Exercise brief >>
I'd like every record written out again, exactly as it is.

Input material >>
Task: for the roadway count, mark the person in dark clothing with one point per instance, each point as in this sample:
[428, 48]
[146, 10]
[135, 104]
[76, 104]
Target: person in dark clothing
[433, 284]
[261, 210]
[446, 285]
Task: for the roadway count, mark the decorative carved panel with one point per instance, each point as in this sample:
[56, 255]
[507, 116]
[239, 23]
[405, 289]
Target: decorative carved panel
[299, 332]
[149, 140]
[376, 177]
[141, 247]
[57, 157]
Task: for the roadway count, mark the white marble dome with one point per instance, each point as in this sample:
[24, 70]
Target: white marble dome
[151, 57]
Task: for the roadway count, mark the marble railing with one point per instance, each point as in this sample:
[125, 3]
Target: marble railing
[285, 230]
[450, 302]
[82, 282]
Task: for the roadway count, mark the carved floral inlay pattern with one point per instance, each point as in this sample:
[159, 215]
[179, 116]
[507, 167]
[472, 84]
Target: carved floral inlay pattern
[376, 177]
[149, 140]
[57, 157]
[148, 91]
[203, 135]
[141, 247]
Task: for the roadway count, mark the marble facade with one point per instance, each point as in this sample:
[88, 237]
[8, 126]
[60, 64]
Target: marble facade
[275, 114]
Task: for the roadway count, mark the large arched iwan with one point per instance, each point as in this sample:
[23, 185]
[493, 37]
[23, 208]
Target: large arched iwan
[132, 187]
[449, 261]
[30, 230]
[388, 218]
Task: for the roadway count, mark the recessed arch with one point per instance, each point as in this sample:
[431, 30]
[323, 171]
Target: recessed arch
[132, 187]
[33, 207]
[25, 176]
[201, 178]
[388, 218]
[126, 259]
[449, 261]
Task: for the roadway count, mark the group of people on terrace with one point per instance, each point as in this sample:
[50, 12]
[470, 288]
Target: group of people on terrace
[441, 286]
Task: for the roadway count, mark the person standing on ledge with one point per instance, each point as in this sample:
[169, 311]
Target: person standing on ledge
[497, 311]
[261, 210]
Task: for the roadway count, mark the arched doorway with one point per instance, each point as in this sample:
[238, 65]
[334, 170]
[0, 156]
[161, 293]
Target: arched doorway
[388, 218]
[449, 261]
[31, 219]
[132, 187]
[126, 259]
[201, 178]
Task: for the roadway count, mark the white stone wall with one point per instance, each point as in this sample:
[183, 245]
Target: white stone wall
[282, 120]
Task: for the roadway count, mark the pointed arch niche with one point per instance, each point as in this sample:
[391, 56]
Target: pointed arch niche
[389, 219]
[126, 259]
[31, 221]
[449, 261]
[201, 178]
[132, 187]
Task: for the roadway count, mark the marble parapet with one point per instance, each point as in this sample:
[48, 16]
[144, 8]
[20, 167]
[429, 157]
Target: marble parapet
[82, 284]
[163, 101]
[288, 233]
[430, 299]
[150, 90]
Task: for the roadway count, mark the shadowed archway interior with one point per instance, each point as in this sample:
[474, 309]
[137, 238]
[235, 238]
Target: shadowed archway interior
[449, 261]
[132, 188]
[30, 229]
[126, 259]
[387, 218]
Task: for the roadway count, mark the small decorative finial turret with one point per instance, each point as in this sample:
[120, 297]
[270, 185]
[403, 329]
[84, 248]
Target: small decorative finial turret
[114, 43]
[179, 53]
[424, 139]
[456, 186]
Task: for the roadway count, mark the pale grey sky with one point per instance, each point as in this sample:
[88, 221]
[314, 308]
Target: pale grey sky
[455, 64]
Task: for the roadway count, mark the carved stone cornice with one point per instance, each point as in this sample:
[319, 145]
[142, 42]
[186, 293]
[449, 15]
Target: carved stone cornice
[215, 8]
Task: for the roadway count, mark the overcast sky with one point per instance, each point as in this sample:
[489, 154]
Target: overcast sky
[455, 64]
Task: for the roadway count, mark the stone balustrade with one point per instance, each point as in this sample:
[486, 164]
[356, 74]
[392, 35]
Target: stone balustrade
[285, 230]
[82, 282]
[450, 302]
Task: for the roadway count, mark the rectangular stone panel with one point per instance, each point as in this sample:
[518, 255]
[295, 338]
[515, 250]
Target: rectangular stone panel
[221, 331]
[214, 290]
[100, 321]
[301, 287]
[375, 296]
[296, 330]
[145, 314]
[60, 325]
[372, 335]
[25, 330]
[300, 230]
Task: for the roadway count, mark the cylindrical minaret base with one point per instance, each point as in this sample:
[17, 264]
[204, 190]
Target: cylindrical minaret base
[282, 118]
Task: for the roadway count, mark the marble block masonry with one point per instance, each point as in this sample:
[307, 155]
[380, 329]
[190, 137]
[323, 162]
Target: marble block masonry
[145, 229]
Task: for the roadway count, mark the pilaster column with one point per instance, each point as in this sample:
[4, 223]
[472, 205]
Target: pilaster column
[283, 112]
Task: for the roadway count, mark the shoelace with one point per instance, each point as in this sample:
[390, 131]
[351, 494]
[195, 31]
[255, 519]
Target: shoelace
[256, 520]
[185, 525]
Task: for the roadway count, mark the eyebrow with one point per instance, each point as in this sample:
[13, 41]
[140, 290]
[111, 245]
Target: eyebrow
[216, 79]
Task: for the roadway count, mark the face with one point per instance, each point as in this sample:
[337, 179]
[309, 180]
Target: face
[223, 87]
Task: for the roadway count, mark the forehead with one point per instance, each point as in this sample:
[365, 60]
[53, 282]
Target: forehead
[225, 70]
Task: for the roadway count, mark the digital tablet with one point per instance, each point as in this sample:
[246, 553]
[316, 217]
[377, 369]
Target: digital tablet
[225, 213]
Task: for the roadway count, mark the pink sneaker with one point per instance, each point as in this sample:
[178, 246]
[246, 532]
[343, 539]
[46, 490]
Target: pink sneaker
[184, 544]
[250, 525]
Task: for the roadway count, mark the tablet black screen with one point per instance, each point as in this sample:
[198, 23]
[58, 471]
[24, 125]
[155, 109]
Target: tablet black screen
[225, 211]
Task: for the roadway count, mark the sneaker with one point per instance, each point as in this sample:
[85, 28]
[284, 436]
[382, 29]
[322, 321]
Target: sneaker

Exercise solution >>
Task: for the roadway count, mark the person in dark clothing with one point per instance, each point as in this sample:
[428, 48]
[146, 10]
[135, 104]
[76, 104]
Target: person in dark clothing
[433, 284]
[261, 210]
[446, 285]
Task: for the roadway count, mark the decorative carved panel with one point per instance, each point as in this sample:
[56, 255]
[507, 116]
[239, 23]
[405, 289]
Target: decorative carved panel
[299, 332]
[149, 140]
[376, 177]
[141, 247]
[57, 157]
Task: for the roadway count, mark the white marble dome with one point per instance, each point as in this sample:
[24, 70]
Target: white marble dome
[151, 57]
Task: for the roadway count, mark the marble railing with one point per instance, each point as in this sample:
[125, 3]
Target: marble railing
[285, 230]
[450, 302]
[82, 282]
Task: for the roadway count, mark the carved floral inlay pattern with one point per instance, each point as in this sample:
[159, 215]
[179, 116]
[507, 167]
[472, 84]
Target: carved floral inlay pattern
[376, 177]
[149, 140]
[57, 157]
[148, 91]
[203, 135]
[141, 247]
Task: for the roadway count, mark the marble facade with one point per instance, each point as in this sample:
[88, 237]
[8, 126]
[60, 64]
Target: marble facade
[275, 114]
Task: for the roadway count, mark the large arched iwan with one point per instance, each point as in this sample:
[23, 185]
[493, 37]
[23, 208]
Target: large arched iwan
[132, 187]
[449, 261]
[30, 230]
[388, 218]
Task: for the roadway count, mark the recessed arch with one point per instance, each point as in this sample:
[431, 30]
[323, 171]
Target: recessed arch
[132, 187]
[33, 207]
[25, 176]
[201, 178]
[388, 218]
[126, 259]
[449, 261]
Task: for the roadway count, mark the group of people on terrace with one point per instance, each point as in this sample:
[50, 12]
[470, 288]
Target: group of people on terrace
[441, 286]
Task: for the roadway count, mark the person standing on ledge with one point per instance, each point as in this sample:
[169, 311]
Target: person standing on ledge
[497, 311]
[261, 210]
Task: for the roadway count, mark the arched doorway with one point per instance, each point as in this sample:
[238, 65]
[334, 170]
[0, 156]
[161, 293]
Target: arched doorway
[388, 218]
[449, 261]
[31, 219]
[132, 187]
[126, 259]
[201, 178]
Task: for the roadway count, mark the white stone wall with one point per instance, each point as in this sample:
[183, 245]
Target: white stone wall
[282, 120]
Task: for the roadway count, mark the pointed arch niche with one point per instance, each point as in this sample:
[391, 56]
Target: pointed arch niche
[389, 219]
[126, 259]
[31, 221]
[449, 261]
[201, 178]
[132, 187]
Task: for the roadway count, mark the marble parapet with one point per instance, each point as in this sample:
[48, 16]
[144, 8]
[20, 167]
[429, 157]
Target: marble parapet
[82, 284]
[163, 101]
[288, 233]
[430, 299]
[150, 90]
Task: for the roadway count, mark the shadowed archway interior with one point per instance, each point as in this sample:
[474, 309]
[137, 238]
[235, 238]
Target: shadowed archway interior
[449, 261]
[132, 188]
[30, 229]
[126, 259]
[387, 218]
Task: for the roadway count, mark the small decorative finial turret with one point per instance, each point as in this sample:
[120, 297]
[270, 185]
[403, 329]
[84, 248]
Target: small decorative finial turret
[114, 43]
[179, 53]
[424, 139]
[456, 186]
Task: for the roadway count, mark the pale grey sky with one point per instance, each point as in this sample:
[88, 221]
[314, 308]
Target: pale grey sky
[455, 64]
Task: for the roadway count, mark the carved stone cornice with one point per instance, each point as in this sample:
[319, 145]
[142, 42]
[186, 293]
[449, 15]
Target: carved stone cornice
[215, 8]
Task: for the roadway count, mark the overcast sky with one point per instance, each point as in this sample:
[489, 154]
Target: overcast sky
[455, 64]
Task: for the roadway count, mark the stone balustrade with one point per instance, each point as in this sample:
[486, 164]
[356, 74]
[392, 35]
Target: stone balustrade
[285, 230]
[82, 282]
[450, 302]
Task: for the roadway count, mark the rectangular stone panel with one point per instance, each point as in this sample:
[518, 255]
[295, 338]
[515, 250]
Target: rectangular stone panel
[221, 331]
[214, 290]
[100, 321]
[301, 287]
[375, 296]
[296, 330]
[145, 314]
[60, 325]
[372, 335]
[25, 330]
[300, 230]
Task: for the roadway count, mark the cylindrical minaret base with one point per instance, each point as in this sample:
[17, 264]
[204, 190]
Target: cylindrical minaret base
[282, 118]
Task: for the roadway count, mark the marble block masonry with one point per instance, each point as in this sample:
[307, 155]
[380, 329]
[190, 137]
[323, 162]
Target: marble block masonry
[145, 229]
Task: for the roadway count, mark the pilaster column with one point per instance, each point as in this sample:
[4, 223]
[472, 205]
Target: pilaster column
[283, 112]
Task: for the roadway count, mark the shoelace with one point per instance, each point as in this sample:
[390, 131]
[351, 494]
[195, 31]
[255, 519]
Target: shoelace
[256, 520]
[185, 525]
Task: for the roadway count, mark the eyebrow with one point per instance, each point as in this sample:
[13, 41]
[140, 290]
[111, 245]
Target: eyebrow
[216, 79]
Task: for the roadway count, mark the face with one point per instance, each point as in this sample:
[337, 179]
[309, 180]
Target: face
[223, 87]
Task: for the roadway count, mark the forehead with one point per instance, each point as in this sample:
[365, 60]
[53, 282]
Target: forehead
[225, 70]
Task: for the roadway count, mark the digital tablet with one point per instance, each point as in this sample:
[246, 553]
[316, 217]
[377, 369]
Target: digital tablet
[225, 213]
Task: for the roadway count, mark the pink sneaker with one point per instance, each point as in this sample:
[178, 246]
[246, 532]
[343, 539]
[46, 490]
Target: pink sneaker
[184, 544]
[250, 525]
Task: for the roadway count, mark the tablet black screen with one point per instance, each point as in this sample:
[198, 23]
[58, 471]
[24, 125]
[155, 109]
Target: tablet black screen
[225, 211]
Task: for the roadway count, mark the sneaker with one point per instance, each point as in this sample:
[85, 28]
[284, 436]
[382, 29]
[322, 321]
Target: sneaker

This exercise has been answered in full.